-- DOCUMENT SECTION follows --

Georges Florovsky, Issues of Ecclesiastic History, Pournaras, Thessaloniki, 1979.
Some special studies, published in various scientific journals and conferences, infused with the wealth of the patristic thought, as well as with the mobility and historic dynamics of modern years, always under a central prevalence of historicity, constitute the content of the volume, titled: Issues of Ecclesiastic History.
In this volume Fr. Georges deals with a variety of issues. With his usual authority and depth of work, he deals with the tendencies and particularities of theology in our days, as well as with cutting-edge issues of the patristic thought and problematic.
The presentation of the so-called “Greek dogma” by W. Gass as a gradual deviation and falsification of the ancient Christian faith constitutes the starting point for the development of Fr. Georges’ thought on the meaning of tradition. It also constitutes an ideal opportunity to realize the causes and challenges, that is the pretexts, for the formulation of dogma, during the period of the united Church, as well as for the understanding of the dogmatic formulation as guarding of the saving truth and Its self-consciousness. The expression «επόμενοι τοις αγίοις πατράσιν» (the Fathers are next to the saints) is not just a declaration of compliance to Tradition, but also a creative re-employment of the latter, and its use today, in the face of all types of challenges.
This is the kind of logic also used by the Fathers to deal with the Old Testament. Justine reaches the point of saying, as the author notes, that this book belongs to the Judeans no more, but to the Christians. The connection of faith and theology to worship and Christian life seems to be a safety valve that saves, time and again, the originality, but also the authenticity of patristic thought.
In this volume, too, as of course in others, Fr. Georges Florovsky does not miss the opportunity to deal with the dogma of creation (here on the occasion of Athanasios), which constitutes a Christian novelty in the field of philosophy. The creation of the world ex nihilo, solely by the holy creative command, does not constitute just the specific distinction of Christian faith and thought compared to previous philosophical and religious concepts, but constructs a whole pattern–framework of the biblical revelation and ecclesiastic experience. The distinction between “creation” and “genesis”, as well as the notions of salvation and restoration of creation, emerge organically from such questions.
The dynamics, however, of the sotiriological fact was impossible to exhaust itself, according to the patristic thought, in shapes and expressions of the philosophical thought. The resurrection of the dead and the salvation of the world are eschatological experiences, which define the effort of Fr. Florovsky to describe the central pillars of patristic eschatology. An eschatological hope, founded on the faith in Christ the Saviour and leads, with a sense of internal necessity, to the hope of the future century.
With the same systematic rigor and the same theological depth, he deals with the modern expressions of the life and history of the Church. The Russian missions, for example, or any western influences in the Russian theology mostly during the 18th century, the roads of Russian theology from the middle of the 16th century of the detachment from the Byzantine birthplace, to Gogol, Dostoevsky and the Slavophiles, the history of the theological thought in Russia reflects a recent problematic and the course towards the modern era and its problems.
For Florovsky, as a historian, the “world theological constant” of a creative, yet not arbitrary and subjective course, is the patristic theology. And the “return to the Fathers” constitutes the continuous command every time any theological truth is at risk from the temptation of deterioration and corruption.

-- DOCUMENT SECTION concluded --

Please condense the book review's paragraph beginning "In this volume, too," into a short bulleted list that keeps its main facts. The records have no connection to the book review.

-- DATASET CONTENT follows --

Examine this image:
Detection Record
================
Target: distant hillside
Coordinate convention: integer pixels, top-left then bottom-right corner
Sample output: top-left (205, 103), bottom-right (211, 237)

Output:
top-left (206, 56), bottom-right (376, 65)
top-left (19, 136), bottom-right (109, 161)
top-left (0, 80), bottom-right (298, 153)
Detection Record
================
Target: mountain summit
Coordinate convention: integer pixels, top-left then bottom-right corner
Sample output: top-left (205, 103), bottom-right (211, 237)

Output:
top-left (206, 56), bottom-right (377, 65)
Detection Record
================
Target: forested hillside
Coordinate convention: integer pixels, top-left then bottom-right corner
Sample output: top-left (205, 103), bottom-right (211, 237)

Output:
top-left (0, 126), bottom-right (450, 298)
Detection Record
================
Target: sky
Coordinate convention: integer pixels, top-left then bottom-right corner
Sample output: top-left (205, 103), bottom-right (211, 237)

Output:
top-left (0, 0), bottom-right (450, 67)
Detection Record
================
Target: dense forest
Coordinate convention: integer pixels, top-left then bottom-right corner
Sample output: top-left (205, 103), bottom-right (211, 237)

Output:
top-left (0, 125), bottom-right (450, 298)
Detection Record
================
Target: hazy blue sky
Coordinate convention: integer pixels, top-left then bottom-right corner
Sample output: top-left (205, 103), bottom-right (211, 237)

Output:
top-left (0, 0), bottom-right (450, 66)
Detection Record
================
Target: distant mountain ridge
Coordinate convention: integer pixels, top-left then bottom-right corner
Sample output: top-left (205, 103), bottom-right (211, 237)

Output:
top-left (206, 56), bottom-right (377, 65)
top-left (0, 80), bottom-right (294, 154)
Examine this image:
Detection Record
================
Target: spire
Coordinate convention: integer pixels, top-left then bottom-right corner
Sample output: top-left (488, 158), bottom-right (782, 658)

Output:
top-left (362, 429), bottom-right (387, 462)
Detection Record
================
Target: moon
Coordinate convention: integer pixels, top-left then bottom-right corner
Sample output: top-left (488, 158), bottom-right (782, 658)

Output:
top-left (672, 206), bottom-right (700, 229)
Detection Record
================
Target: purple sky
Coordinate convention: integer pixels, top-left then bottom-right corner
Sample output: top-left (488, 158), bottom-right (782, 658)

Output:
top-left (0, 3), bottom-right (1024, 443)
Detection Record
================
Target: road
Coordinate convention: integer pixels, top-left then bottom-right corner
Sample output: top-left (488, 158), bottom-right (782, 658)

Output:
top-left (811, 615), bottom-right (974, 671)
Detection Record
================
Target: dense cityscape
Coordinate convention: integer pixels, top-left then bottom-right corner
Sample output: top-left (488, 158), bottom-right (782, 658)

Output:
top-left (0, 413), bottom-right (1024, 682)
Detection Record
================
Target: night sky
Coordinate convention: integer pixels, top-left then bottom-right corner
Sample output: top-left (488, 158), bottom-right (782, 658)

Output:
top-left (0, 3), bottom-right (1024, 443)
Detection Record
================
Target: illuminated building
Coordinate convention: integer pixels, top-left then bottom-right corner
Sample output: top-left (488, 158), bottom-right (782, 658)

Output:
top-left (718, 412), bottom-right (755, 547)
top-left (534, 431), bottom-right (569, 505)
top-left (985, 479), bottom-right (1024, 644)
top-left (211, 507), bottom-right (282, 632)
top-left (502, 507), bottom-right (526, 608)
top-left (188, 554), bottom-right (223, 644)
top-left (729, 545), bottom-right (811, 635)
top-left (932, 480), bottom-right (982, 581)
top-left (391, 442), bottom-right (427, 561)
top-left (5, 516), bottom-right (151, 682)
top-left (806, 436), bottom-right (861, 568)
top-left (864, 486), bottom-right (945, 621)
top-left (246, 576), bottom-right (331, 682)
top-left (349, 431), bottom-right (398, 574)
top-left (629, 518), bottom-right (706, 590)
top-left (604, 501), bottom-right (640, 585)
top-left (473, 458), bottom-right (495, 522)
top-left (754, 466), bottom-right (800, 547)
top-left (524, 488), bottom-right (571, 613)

-- DATASET CONTENT concluded --

» RESPONSE TO THE EXERCISE:
- Florovsky again takes up the dogma of creation, here on the occasion of Athanasios.
- This dogma is a Christian novelty in philosophy.
- Creation of the world ex nihilo, solely by the holy creative command, sets Christian faith and thought apart from earlier philosophical and religious concepts.
- It also builds a whole framework of biblical revelation and ecclesiastic experience.
- The distinction between "creation" and "genesis" arises organically from these questions, as do the notions of salvation and restoration of creation.